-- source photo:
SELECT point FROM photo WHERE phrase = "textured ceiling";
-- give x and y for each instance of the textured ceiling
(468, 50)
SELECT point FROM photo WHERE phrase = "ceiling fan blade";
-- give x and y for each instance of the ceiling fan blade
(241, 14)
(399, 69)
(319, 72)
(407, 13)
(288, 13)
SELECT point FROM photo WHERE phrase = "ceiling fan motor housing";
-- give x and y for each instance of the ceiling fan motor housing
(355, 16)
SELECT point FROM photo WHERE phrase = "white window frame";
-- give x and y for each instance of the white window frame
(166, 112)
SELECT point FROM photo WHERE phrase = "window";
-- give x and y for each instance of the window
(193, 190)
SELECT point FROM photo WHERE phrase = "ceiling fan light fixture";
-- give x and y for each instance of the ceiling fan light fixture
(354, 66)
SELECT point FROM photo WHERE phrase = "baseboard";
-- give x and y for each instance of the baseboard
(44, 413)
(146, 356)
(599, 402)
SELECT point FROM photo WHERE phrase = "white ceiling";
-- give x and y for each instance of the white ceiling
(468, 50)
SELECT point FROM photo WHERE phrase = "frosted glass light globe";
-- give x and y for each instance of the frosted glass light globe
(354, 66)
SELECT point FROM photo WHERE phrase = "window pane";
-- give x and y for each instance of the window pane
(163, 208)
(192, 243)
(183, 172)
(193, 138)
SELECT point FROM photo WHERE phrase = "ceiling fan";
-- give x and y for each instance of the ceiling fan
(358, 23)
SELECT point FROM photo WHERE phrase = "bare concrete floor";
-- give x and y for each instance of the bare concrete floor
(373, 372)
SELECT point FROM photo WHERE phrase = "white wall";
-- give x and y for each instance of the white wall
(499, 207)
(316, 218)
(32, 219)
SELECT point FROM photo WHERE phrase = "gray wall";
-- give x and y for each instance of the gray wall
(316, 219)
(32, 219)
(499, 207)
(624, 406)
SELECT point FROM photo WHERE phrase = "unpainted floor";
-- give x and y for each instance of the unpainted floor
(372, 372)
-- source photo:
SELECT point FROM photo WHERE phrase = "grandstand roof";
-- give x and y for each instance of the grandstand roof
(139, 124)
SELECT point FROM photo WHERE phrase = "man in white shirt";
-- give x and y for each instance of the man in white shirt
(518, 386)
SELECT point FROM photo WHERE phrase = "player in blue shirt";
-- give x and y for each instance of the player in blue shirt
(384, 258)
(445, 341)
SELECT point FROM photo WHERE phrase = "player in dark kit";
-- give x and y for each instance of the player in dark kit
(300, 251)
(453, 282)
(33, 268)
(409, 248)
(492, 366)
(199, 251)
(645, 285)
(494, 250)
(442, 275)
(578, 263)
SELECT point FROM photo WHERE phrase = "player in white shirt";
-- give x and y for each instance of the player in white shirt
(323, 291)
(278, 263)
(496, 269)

WHAT THE EXERCISE ASKS: Go through the data above and copy all of it exactly.

YOUR SOLUTION:
-- source photo:
SELECT point FROM photo WHERE phrase = "textured ceiling";
-- give x and y for each instance of the textured ceiling
(468, 50)
SELECT point FROM photo WHERE phrase = "ceiling fan blade";
-- give x and y for each instance of the ceiling fan blade
(241, 14)
(399, 69)
(319, 72)
(407, 13)
(288, 13)
SELECT point FROM photo WHERE phrase = "ceiling fan motor housing";
-- give x and y for each instance of the ceiling fan motor housing
(355, 16)
SELECT point FROM photo WHERE phrase = "white window frame";
-- give x and y for each instance of the white window frame
(166, 112)
SELECT point FROM photo WHERE phrase = "window";
-- give x and y for each instance of the window
(193, 190)
SELECT point FROM photo WHERE phrase = "ceiling fan light fixture";
-- give x and y for each instance of the ceiling fan light fixture
(354, 66)
SELECT point FROM photo WHERE phrase = "baseboard";
-- give x and y for each instance of the baseboard
(44, 413)
(146, 356)
(599, 402)
SELECT point FROM photo WHERE phrase = "white ceiling";
-- give x and y for each instance of the white ceiling
(468, 50)
SELECT point FROM photo WHERE phrase = "frosted glass light globe";
-- give x and y for each instance of the frosted glass light globe
(354, 66)
SELECT point FROM photo WHERE phrase = "window pane";
-- give x and y for each instance of the window pane
(163, 208)
(192, 243)
(183, 172)
(193, 138)
SELECT point FROM photo WHERE phrase = "ceiling fan";
-- give x and y for each instance of the ceiling fan
(358, 23)
SELECT point FROM photo WHERE phrase = "bare concrete floor";
-- give x and y for each instance of the bare concrete floor
(373, 372)
SELECT point FROM photo WHERE phrase = "white wall";
-- give x and y for each instance of the white wall
(499, 207)
(316, 218)
(32, 219)
SELECT point FROM photo WHERE phrase = "gray wall";
-- give x and y for each instance of the gray wall
(316, 219)
(32, 219)
(499, 207)
(624, 406)
SELECT point FROM photo WHERE phrase = "unpainted floor";
-- give x and y for each instance of the unpainted floor
(372, 372)
-- source photo:
SELECT point FROM photo WHERE phrase = "grandstand roof";
-- give x and y for each instance of the grandstand roof
(139, 124)
SELECT point FROM photo WHERE phrase = "man in white shirt";
-- give x and y for each instance of the man in white shirt
(518, 386)
SELECT point FROM photo WHERE phrase = "player in blue shirt";
-- give x and y for each instance of the player in blue shirt
(384, 258)
(445, 341)
SELECT point FROM photo WHERE phrase = "player in dark kit";
-- give x and y for each instance of the player in dark kit
(300, 251)
(453, 282)
(33, 268)
(409, 248)
(492, 366)
(199, 251)
(645, 285)
(494, 250)
(442, 275)
(578, 263)
SELECT point FROM photo WHERE phrase = "player in white shirt";
-- give x and y for each instance of the player in white shirt
(323, 291)
(278, 263)
(496, 269)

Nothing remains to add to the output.